▶ _AVAILABLE RECORDS_
◇ ◇ ◇

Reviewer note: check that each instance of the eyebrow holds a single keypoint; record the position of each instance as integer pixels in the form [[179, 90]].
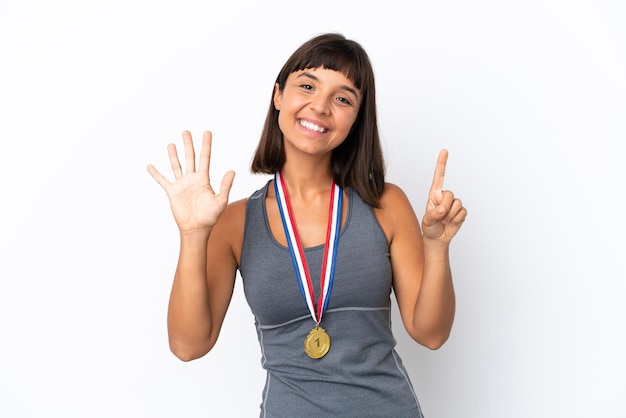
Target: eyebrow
[[343, 86]]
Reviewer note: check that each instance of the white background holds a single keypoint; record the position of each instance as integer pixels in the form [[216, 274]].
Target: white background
[[529, 97]]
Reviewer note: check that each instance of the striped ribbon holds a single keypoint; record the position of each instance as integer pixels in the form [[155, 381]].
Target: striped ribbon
[[297, 252]]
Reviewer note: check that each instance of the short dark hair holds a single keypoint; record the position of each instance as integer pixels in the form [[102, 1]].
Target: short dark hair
[[358, 161]]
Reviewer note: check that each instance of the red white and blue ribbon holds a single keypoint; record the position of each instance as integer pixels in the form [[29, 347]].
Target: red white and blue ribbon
[[297, 251]]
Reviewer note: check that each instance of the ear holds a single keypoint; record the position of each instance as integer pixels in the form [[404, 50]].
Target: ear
[[278, 96]]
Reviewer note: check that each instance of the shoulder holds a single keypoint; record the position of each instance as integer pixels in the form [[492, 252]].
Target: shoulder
[[393, 198], [395, 212], [230, 227]]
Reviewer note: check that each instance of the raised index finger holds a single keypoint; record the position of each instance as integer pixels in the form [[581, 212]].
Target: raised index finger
[[440, 170]]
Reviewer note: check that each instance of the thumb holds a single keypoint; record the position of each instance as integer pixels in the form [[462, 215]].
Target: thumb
[[227, 183]]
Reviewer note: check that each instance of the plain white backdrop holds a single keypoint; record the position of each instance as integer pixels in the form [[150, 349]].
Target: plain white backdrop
[[529, 97]]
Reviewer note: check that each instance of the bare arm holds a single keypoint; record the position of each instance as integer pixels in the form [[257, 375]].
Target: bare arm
[[422, 276]]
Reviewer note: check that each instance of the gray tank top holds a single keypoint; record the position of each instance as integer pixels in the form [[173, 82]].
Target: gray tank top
[[362, 375]]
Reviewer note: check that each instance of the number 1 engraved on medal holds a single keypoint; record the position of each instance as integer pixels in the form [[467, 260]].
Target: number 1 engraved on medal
[[317, 343]]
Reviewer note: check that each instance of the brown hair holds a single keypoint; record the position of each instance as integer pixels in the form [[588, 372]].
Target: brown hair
[[358, 161]]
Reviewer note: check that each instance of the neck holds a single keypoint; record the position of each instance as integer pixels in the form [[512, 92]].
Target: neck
[[307, 181]]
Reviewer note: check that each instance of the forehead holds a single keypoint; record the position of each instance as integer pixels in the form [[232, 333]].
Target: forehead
[[324, 75]]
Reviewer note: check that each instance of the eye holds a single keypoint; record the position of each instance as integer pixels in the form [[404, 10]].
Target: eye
[[344, 101]]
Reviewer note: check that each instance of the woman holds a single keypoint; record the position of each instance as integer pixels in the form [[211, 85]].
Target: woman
[[319, 248]]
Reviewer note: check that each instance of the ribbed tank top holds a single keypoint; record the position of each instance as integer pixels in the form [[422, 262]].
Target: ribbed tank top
[[362, 374]]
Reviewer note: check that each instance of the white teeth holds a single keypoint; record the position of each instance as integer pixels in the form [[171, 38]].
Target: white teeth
[[312, 126]]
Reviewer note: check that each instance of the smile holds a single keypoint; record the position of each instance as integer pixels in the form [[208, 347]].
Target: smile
[[312, 126]]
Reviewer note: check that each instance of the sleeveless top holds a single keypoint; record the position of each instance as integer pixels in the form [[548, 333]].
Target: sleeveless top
[[362, 374]]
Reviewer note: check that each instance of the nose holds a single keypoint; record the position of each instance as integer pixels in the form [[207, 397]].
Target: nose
[[321, 104]]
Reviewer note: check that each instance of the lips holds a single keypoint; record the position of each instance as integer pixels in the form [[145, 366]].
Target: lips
[[312, 126]]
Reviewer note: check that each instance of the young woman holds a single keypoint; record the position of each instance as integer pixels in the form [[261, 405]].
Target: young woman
[[319, 247]]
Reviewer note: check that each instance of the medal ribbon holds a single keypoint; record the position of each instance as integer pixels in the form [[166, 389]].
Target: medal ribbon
[[297, 252]]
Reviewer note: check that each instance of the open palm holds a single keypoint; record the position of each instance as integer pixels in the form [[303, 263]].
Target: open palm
[[194, 203]]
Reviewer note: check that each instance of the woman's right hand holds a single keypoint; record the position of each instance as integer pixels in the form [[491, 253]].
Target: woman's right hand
[[196, 207]]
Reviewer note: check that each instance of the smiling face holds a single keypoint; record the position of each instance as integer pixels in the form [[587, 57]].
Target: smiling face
[[317, 109]]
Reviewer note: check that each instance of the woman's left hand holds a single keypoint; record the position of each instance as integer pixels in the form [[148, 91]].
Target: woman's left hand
[[445, 213]]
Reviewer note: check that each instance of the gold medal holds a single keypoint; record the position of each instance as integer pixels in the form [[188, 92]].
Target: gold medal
[[317, 343]]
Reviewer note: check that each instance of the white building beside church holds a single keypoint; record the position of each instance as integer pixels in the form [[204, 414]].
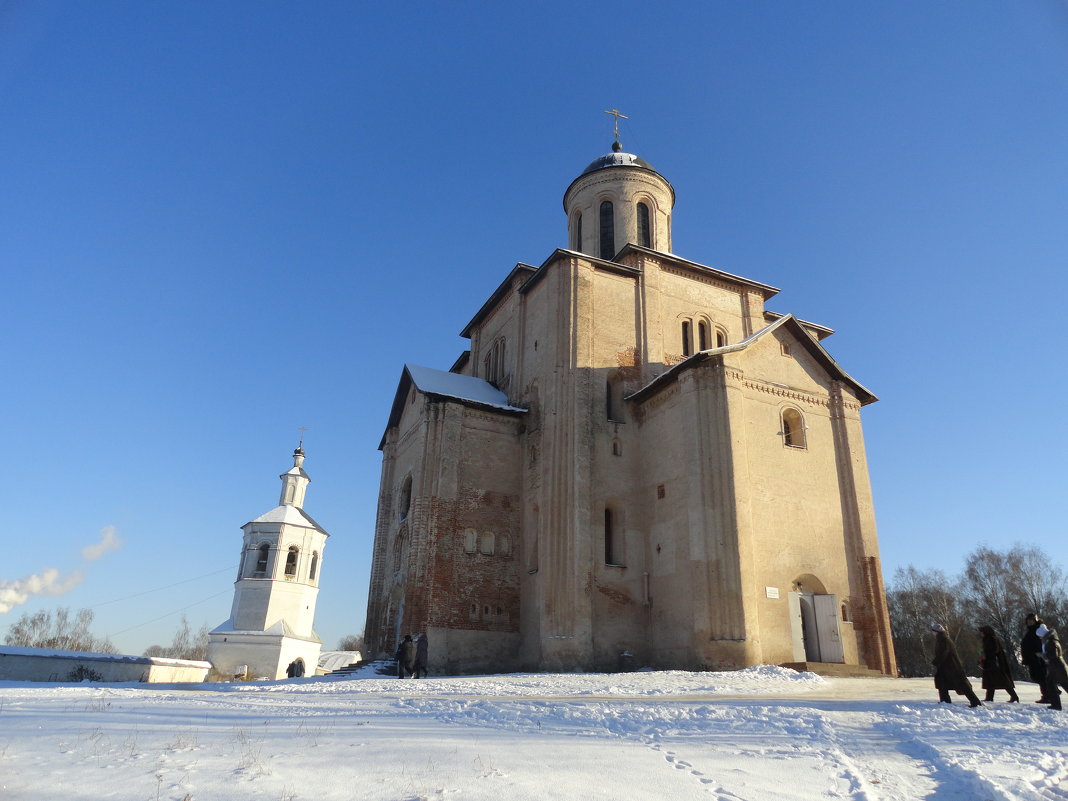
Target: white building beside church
[[270, 627]]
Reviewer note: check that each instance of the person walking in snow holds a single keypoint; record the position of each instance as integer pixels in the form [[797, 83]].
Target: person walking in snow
[[406, 657], [1056, 671], [996, 674], [1031, 655], [948, 671], [422, 645]]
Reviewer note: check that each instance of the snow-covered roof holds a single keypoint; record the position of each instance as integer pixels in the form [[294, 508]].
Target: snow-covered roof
[[788, 320], [289, 515], [84, 656], [462, 388], [279, 628], [449, 386]]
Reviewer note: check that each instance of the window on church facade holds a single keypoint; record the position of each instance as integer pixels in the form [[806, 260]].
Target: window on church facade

◇ ◇ ◇

▶ _WHAT TO DO_
Write out again every line of the records from the line with "Reviewer note: check that each instance of the white building" up to and including the line with "[[270, 627]]", shifting each coordinate in the answers by adding 136 and leaving every other number unchanged. Leave the pictures out.

▶ _EXERCISE RESULT_
Reviewer note: check that each instance of the white building beside church holds a single keypoint; record the position of each instance as integer pixels in the form [[204, 414]].
Target: white building beside church
[[406, 763]]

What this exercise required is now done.